*Problem requirements*
Scan the listing below. Report each line that includes "butterfly".

*Data records*
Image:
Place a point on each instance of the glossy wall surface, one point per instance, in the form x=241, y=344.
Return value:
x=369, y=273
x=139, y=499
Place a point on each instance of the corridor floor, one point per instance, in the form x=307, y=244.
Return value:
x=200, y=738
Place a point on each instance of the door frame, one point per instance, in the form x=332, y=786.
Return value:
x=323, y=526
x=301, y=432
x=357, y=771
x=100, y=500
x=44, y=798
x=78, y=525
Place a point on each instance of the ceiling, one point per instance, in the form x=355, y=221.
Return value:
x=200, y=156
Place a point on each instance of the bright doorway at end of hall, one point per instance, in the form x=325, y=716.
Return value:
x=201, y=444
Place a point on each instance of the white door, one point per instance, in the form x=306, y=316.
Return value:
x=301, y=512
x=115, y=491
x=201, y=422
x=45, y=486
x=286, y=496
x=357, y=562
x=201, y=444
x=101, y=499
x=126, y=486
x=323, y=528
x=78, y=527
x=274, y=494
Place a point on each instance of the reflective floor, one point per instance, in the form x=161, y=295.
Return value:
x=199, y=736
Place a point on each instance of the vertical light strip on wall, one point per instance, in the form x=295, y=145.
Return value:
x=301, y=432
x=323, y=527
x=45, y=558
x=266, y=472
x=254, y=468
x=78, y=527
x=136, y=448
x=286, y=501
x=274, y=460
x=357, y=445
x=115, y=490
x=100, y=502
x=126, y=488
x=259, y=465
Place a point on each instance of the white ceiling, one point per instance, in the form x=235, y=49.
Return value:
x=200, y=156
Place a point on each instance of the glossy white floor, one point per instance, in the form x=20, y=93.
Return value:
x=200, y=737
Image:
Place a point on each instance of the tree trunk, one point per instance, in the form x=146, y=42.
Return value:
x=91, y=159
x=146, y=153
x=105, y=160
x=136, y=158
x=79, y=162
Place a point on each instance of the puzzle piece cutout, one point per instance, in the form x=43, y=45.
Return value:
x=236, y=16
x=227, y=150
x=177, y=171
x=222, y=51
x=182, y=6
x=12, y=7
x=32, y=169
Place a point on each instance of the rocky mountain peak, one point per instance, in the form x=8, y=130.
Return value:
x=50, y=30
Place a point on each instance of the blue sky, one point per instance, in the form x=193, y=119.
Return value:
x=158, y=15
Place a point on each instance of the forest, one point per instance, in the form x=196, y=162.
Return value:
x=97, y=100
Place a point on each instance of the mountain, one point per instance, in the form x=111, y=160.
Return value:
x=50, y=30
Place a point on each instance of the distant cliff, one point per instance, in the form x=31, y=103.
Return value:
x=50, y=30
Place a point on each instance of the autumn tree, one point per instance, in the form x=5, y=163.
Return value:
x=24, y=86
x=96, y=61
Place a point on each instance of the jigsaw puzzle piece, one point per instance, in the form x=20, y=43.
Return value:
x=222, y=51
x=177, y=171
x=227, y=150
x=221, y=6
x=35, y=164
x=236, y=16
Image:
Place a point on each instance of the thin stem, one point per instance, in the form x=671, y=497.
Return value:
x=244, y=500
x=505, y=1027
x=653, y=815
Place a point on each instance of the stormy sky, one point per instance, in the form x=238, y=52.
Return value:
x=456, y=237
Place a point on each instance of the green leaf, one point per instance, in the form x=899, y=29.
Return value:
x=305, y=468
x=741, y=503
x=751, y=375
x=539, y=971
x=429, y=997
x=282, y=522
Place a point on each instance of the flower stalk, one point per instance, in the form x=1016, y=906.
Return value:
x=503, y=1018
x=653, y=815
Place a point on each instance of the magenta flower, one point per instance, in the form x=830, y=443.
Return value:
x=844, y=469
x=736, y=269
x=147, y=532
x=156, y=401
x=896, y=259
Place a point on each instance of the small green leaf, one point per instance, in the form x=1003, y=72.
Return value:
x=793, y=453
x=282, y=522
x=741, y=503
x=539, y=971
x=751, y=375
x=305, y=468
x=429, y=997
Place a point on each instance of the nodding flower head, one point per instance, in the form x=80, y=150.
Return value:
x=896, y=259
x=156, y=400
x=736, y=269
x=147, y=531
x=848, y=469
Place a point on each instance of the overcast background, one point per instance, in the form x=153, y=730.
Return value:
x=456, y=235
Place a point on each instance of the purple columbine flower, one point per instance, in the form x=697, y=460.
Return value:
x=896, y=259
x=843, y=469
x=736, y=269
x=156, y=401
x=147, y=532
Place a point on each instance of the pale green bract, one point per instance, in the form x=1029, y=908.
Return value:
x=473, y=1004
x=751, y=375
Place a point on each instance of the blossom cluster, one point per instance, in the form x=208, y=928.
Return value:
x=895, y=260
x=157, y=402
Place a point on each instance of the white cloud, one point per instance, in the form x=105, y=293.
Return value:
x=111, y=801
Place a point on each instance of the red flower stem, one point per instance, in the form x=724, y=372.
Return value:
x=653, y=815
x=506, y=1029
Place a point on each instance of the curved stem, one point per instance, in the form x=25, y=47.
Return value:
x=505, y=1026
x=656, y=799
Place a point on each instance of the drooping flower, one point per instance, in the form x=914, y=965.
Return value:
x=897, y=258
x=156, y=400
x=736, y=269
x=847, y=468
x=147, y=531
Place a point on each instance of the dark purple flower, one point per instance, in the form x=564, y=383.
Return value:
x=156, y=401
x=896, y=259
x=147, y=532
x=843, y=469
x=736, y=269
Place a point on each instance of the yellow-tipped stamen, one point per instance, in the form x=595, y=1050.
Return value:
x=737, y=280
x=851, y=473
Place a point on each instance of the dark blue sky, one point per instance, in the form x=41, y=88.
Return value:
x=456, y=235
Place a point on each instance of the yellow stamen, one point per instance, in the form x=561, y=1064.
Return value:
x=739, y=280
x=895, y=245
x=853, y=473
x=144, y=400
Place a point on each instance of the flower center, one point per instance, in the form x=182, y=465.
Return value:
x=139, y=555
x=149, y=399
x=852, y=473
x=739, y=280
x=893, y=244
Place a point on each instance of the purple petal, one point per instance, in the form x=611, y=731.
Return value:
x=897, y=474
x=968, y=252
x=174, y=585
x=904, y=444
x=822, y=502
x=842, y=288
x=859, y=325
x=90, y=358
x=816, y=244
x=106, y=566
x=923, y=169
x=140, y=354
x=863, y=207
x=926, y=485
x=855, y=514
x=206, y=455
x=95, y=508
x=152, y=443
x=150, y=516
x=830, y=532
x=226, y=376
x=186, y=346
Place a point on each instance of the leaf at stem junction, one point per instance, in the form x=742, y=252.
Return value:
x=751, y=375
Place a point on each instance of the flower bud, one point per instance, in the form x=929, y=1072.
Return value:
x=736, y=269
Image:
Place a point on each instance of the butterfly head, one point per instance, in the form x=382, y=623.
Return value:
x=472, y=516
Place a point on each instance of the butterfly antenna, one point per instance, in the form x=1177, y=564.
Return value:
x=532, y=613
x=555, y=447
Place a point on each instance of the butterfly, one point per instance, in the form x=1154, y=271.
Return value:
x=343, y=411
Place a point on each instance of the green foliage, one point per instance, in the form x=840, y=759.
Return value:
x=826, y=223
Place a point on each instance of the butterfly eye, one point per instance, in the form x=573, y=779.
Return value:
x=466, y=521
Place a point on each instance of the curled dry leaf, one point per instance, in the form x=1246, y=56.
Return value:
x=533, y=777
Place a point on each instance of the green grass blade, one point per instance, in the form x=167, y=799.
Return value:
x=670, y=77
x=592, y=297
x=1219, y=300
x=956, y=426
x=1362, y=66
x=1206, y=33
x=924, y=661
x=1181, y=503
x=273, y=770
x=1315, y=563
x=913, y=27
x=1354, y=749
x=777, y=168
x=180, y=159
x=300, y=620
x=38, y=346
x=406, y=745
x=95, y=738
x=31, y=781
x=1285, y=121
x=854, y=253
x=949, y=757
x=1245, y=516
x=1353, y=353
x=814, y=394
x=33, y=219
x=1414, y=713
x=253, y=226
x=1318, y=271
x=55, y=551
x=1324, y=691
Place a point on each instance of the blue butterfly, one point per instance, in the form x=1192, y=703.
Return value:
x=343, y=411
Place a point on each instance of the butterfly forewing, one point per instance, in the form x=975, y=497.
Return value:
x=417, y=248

*Written response*
Place a point on each instance of the butterfly head, one point per instance, in the form x=382, y=623.
Place a point on each instance of the butterfly antenna, one point per instance, in the form x=1177, y=564.
Place a point on each instance of the butterfly, one point per instance, in the form x=1154, y=271.
Place a point on each instance of the butterfly eye, one point per instance, in the form x=573, y=779.
Place a point on each instance of the blue butterfly, one point per instance, in the form x=1192, y=703.
Place a point on each instance of the butterfly forewing, one point per instance, in the form x=975, y=497.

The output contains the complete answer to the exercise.